**EXTRACT:**
- - -
My only major criticism of this book is the ending, which leaves almost all of the book’s plot threads open and seems intended solely to set up a series. This is compounded by the fact that all other “Owners” books have been prequels so far, which leaves me to wonder if the author will ever go back to Loni, Little and San. I really hope that she does, as it would be a shame to end their tale where it currently is. Here’s hoping it happens.

Found on

Tuesday, 30 July 2013

The Owners, Volume V : Eyon Rising

Oh I know it's the summer holidays but much as I'm enjoying the sun and the leisure time, I'm itching to get back to editing Volume V of my debut series and then to begin Volume VI. You see I know what is about to happen...

They shoot horses, don't they?

It is a strange world indeed. A world full of contrasts and complexities so deep, that sometimes I have to just stop and wonder at it all.

As you already know, the human condition perplexes me greatly and although I know I will never get to the bottom of its deep well of understanding, I do like to drink deeply of it every now and again.
- - -
**THE DATA:**
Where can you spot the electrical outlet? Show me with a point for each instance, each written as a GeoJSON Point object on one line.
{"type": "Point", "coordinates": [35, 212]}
- - -
**TASK ITEM A:**
Answer the following questions from the extract, one per line:
(i) What does the reviewer identify as the only major criticism of the book?
(ii) Which volume is the writer of the post titled "The Owners, Volume V : Eyon Rising" eager to return to editing?
(iii) What date appears above that post?
**TASK ITEM B:**
State whether each statement below agrees with the extract, answering yes or no and quoting the words that decide it:
(i) All the other "Owners" books so far have been prequels.
(ii) The writer eager to begin Volume VI is not enjoying the sun during the summer holidays.
(iii) The writer expects one day to get to the bottom of the human condition.

**WRITTEN REPLY A:**
(i) The ending of the book.
(ii) Volume V of the debut series.
(iii) Tuesday, 30 July 2013.

**WRITTEN REPLY B:**
(i) Yes: "all other “Owners” books have been prequels so far"
(ii) No: "much as I'm enjoying the sun and the leisure time"
(iii) No: "although I know I will never get to the bottom of its deep well of understanding"